### DIRECTION
Repeat each of the following items word for word, all the way through to the last one.

### SUPPLIED ENTRIES
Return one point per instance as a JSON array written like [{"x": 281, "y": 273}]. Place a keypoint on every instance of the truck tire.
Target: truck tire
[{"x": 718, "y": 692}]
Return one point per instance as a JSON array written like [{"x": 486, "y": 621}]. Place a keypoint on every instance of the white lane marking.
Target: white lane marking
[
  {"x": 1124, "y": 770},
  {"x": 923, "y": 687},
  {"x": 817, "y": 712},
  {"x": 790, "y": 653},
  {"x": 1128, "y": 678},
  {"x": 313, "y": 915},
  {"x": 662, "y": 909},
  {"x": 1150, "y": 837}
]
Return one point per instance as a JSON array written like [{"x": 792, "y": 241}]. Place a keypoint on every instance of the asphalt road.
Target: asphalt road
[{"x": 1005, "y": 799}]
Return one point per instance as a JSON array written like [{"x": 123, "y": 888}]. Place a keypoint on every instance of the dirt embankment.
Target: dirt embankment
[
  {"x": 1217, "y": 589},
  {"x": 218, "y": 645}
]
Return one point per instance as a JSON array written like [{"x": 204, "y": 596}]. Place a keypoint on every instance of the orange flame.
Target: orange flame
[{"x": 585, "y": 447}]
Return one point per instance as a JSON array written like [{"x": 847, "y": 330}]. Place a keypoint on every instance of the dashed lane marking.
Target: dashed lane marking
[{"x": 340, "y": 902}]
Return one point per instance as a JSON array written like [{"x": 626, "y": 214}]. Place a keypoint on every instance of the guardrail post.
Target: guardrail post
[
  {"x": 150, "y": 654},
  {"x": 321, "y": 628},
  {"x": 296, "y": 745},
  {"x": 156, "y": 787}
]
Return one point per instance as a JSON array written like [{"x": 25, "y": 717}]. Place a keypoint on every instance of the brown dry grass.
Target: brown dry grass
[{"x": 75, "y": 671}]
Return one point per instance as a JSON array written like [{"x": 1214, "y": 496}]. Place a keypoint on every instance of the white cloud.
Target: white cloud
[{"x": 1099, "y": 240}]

### EXERCISE SOLUTION
Return one point per instance as a JSON array written like [{"x": 281, "y": 273}]. Place a keypoint on every instance of the truck tire.
Target: truck tire
[{"x": 718, "y": 692}]
Return one point per instance as a JSON array written like [{"x": 486, "y": 621}]. Place a keypoint on every instance of the white lane marking.
Target: white lane marking
[
  {"x": 1124, "y": 770},
  {"x": 923, "y": 687},
  {"x": 817, "y": 712},
  {"x": 790, "y": 653},
  {"x": 1128, "y": 678},
  {"x": 313, "y": 915},
  {"x": 662, "y": 909},
  {"x": 1150, "y": 837}
]
Return one point per instance as a JSON array written like [{"x": 792, "y": 241}]. Place a keypoint on every instance of the asphalt road.
Target: asphalt road
[{"x": 1005, "y": 799}]
Return one point per instance as a JSON array written like [{"x": 123, "y": 888}]. Place a keypoint on every instance of the dirt embankment.
Target: dirt embankment
[
  {"x": 1217, "y": 589},
  {"x": 218, "y": 645}
]
Return one point per instance as a JSON array written like [{"x": 204, "y": 596}]. Place a keypoint on every instance of the orange flame.
Target: orange flame
[{"x": 585, "y": 447}]
Return one point per instance as a JSON array written like [{"x": 847, "y": 330}]. Place a keypoint on every instance of the dashed lane marking.
Target: dashed lane marking
[{"x": 340, "y": 902}]
Return one point per instance as a JSON array written like [{"x": 626, "y": 214}]. Place a keypoint on every instance of the guardrail post.
Target: guardrail post
[
  {"x": 150, "y": 654},
  {"x": 321, "y": 628},
  {"x": 296, "y": 745},
  {"x": 156, "y": 787}
]
Return one point per instance as a JSON array written like [{"x": 25, "y": 717}]. Place a keypoint on every instance of the brown dry grass.
Target: brown dry grass
[{"x": 75, "y": 671}]
Return one point per instance as a JSON array written like [{"x": 1214, "y": 496}]. Place a keypoint on every instance of the white cloud.
Target: white cloud
[{"x": 1099, "y": 240}]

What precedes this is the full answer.